• _やること_
1. 本文によると、1970年代の米国で起きた類似の現象は何と呼ばれていますか？
2. 本文のうち、「90年代の日本経済はバブル崩」から「トセブン時代を形成していく。」までの部分を、両端も含めて一字一句変えずに返してください。
3. 本文の内容を2文にまとめるとどうなりますか？
::: 本文
株式投資「一極集中の時代」の落し穴

 私は株式投資歴が長く、バブル崩壊真っ只中、つまるところ90年代後半から株式投資をしている。

 90年代の日本経済はバブル崩壊による景気低迷に見舞われても、世界第二位という周辺国から見れば圧倒的な経済大国であり、ほとんどの日本人はバブル処理が解決したら、かつての高度成長期の日本に戻ると信じて疑わなかった。


(株式以上のトレンド変遷)

 90年代後半のITバブルをけん引したのは、NTT3兄弟、富士通、NEC,ソニー、ソフトバンクであり、重厚長大銘柄には資金が向かわなかった。まるで、今のマグ二セントセブンの偏在と似てもいる。一方、米国株は、マイクソフト、インテル、シスコシステムズが時価総額上位に躍り出たが、オールドエコノミーと言われる優良銘柄も堅調に推移していた。

 しかし、これら銘柄も翌年のITバブル崩壊とともに株価が底値を這うようになり、日本市場においては、特定に銘柄に資金が集中することはなく、いわば業績のよい銘柄に資金が集まる程度であった。


(2010年以降の一極集中トレンド)

 2010年以降の市場の変調、それはGAFAの台頭であり、市場は時を経るにつれてGAFAに資金が一極集中して行く。これにマイクソフト、エヌペディア、テスラが加わってマグ二セントセブン時代を形成していく。

 この一極集中下での投資は、何も考えずマグ二セントセブン、そして指数投資さえしていればよく、逆に、ファンダメンタル分析などでの銘柄研究をしても苦労が報われなくなっている。

 米国では、これの類似例として1970年代に「ニフティフィフティ」という現象があったが、10年もたたず崩壊した。


(資金一極集中の意味するところ)

 私自身は、長い間、投資資金の一極集中の意味を理解しかねており、それは私のブログの意見の変遷にも表れている。
::::::
::: 提供リスト
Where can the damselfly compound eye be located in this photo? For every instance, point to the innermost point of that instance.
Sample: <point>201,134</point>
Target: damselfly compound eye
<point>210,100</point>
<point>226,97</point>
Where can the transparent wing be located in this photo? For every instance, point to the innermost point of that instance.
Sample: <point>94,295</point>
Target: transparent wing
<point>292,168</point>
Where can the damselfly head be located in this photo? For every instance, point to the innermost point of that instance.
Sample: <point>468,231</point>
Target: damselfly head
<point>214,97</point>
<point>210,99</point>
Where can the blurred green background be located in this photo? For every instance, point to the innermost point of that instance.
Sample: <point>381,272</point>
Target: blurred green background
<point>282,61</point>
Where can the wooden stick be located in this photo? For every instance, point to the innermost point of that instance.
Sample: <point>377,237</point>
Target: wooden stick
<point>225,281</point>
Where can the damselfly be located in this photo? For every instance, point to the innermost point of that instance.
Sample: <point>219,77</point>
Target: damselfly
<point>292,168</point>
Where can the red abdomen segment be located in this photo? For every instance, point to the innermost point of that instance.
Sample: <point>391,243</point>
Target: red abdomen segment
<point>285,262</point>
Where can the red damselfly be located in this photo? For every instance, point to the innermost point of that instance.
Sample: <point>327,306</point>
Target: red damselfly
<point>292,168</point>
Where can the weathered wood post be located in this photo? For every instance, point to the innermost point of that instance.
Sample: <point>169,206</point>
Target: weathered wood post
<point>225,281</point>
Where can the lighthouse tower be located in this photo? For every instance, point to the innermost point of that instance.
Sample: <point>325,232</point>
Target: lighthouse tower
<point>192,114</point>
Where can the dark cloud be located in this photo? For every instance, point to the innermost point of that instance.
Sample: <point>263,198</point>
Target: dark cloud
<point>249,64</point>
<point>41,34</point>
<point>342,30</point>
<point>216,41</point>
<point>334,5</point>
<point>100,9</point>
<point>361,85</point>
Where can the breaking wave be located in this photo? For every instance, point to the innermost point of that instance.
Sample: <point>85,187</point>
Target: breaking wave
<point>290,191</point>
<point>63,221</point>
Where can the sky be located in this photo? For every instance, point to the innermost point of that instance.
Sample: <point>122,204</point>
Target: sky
::::::
• _回答一覧_
1. 「ニフティフィフティ」と呼ばれています。

2.
90年代の日本経済はバブル崩壊による景気低迷に見舞われても、世界第二位という周辺国から見れば圧倒的な経済大国であり、ほとんどの日本人はバブル処理が解決したら、かつての高度成長期の日本に戻ると信じて疑わなかった。


(株式以上のトレンド変遷)

 90年代後半のITバブルをけん引したのは、NTT3兄弟、富士通、NEC,ソニー、ソフトバンクであり、重厚長大銘柄には資金が向かわなかった。まるで、今のマグ二セントセブンの偏在と似てもいる。一方、米国株は、マイクソフト、インテル、シスコシステムズが時価総額上位に躍り出たが、オールドエコノミーと言われる優良銘柄も堅調に推移していた。

 しかし、これら銘柄も翌年のITバブル崩壊とともに株価が底値を這うようになり、日本市場においては、特定に銘柄に資金が集中することはなく、いわば業績のよい銘柄に資金が集まる程度であった。


(2010年以降の一極集中トレンド)

 2010年以降の市場の変調、それはGAFAの台頭であり、市場は時を経るにつれてGAFAに資金が一極集中して行く。これにマイクソフト、エヌペディア、テスラが加わってマグ二セントセブン時代を形成していく。

3. 90年代後半のITバブルでは一部の銘柄が相場をけん引しましたが、ITバブル崩壊後の日本市場では特定の銘柄に資金が集中することはありませんでした。2010年以降はGAFAの台頭によって資金が一極集中するようになり、米国では1970年代に類似の現象があったものの10年もたたずに崩壊したと述べられています。